SUPPLIED PASSAGE:
** begin **

Richardson enrolled at the Bristol Old Vic Theatre School[2], where she studied alongside Daniel Day-Lewis. In 1981, she made her stage debut in Moving at the Queen's Theatre in London. Before making a name for herself as a screen star, she enjoyed a hugely successful and extensive theatre career. Starting out with juvenile performances in Cinderella (the title role) and Lord Arthur Saville's Crime (as Sybil Merton) at the Southport Dramatic Club, the young thespian enrolled at the Bristol Old Vic Theatre School, making her stage debut in Moving at the Queen's Theatre, London. Soon afterwards, she appeared in repertory theatre, until she found recognition in the West End for a series of highly praised stage performances, ultimately receiving an Olivier Award nomination for her performance in A Lie of the Mind[3], and in 1996 being cited as 'the greatest actress of our time in any medium' by one critic after she appeared in Orlando at the Edinburgh Festival.

Richardson will return to the London stage for the first time in ten years, to play the lead in Wallace Shawn's new play, Grasses of a Thousand Colours at the Royal Court Theatre in May 2009. [4]
In 1985, Richardson made her big-screen debut as platinum blonde nightclub hostess Ruth Ellis, the last woman to be hanged in the United Kingdom in Mike Newell's critically acclaimed biographical drama, Dance With A Stranger. Her performance won her much praise, and within a year she had been cast by Steven Spielberg to appear in his World War II drama, Empire of the Sun (1987).

** end **

DATA EXTRACT:
** begin **

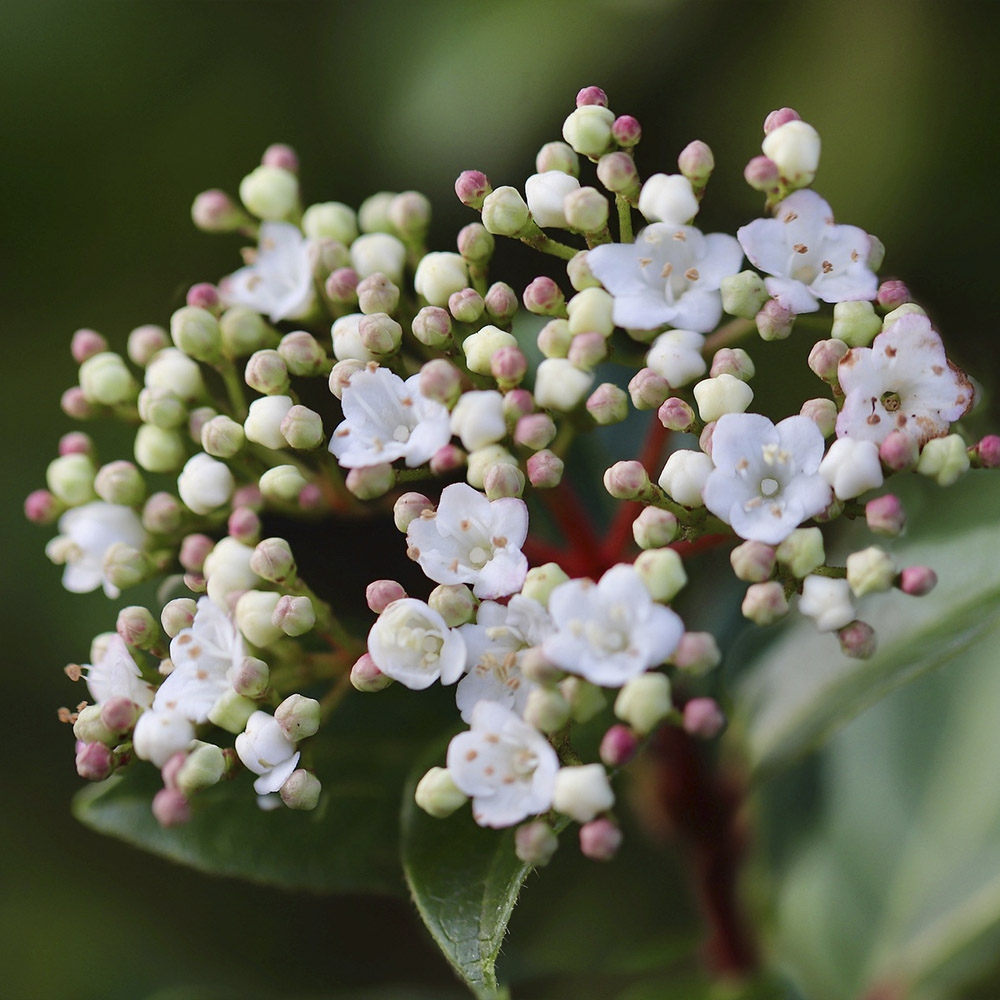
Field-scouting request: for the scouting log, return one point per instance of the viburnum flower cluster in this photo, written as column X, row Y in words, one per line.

** end **

ACTIONS TO TAKE:
1 – Answer these from the passage on Richardson's career:
(a) In what year did she make her stage debut, and in which production?
(b) At which festival did she appear in Orlando before a critic called her 'the greatest actress of our time in any medium'?
(c) Which role did she play in her big-screen debut?
2 – How would you render this sentence from the passage on Richardson's career in Spanish: "Her performance won her much praise, and within a year she had been cast by Steven Spielberg to appear in his World War II drama, Empire of the Sun (1987)."
3 – Resume the passage on Richardson's career, picking up right after its final sentence about Empire of the Sun.
The data plays no part in the work here.

RESULTS OF THE EXERCISE:
1 –
(a) 1981, in Moving at the Queen's Theatre in London.
(b) The Edinburgh Festival.
(c) Ruth Ellis, a platinum blonde nightclub hostess, in Dance With A Stranger.

2 – Su interpretación le valió muchos elogios, y en menos de un año Steven Spielberg la había elegido para aparecer en su drama sobre la Segunda Guerra Mundial, Empire of the Sun (1987).

3 –
Richardson is well-known for her role as an infantile Queen Elizabeth I, aka Queenie, in the British television comedy Blackadder II (1986). Her portrayal of a troubled theatre-goer in Secret Friends (BBC 2 TV, 1990) was described as "a miniature tour de force... Miranda Richardson's finest hour, all in ten minutes" (The Sunday Times). Other television roles include the bitchy Pamela Flitton in A Dance to the Music of Time (1997), Miss Gilchrist in St. Ives (1998), Bettina the obsessive-compulsive interior decorator in Absolutely Fabulous, the sadistic Queen Elspeth in Hallmark's Snow White: The Fairest Of Them All (2001), and the emotionally repressed Queen Mary in The Lost Prince (2003).

Richardson has appeared in a number of high-profile supporting roles in the cinema, including Vanessa Bell in The Hours, Lady Van Tassel in Sleepy Hollow and Patsy Carpenter in The Evening Star. She also won acclaim for her performances in The Crying Game and Enchanted April, for which she won a Golden Globe, beating a quartet of Hollywood heavyweights: Geena Davis, Whoopi Goldberg, Shirley MacLaine and Meryl Streep.

Two of Richardson's Academy Award nominations (for Damage and Tom & Viv) have not affected her modesty. However, she refuses to discuss her private life in interviews and takes both leading and supporting roles in a variety of genres.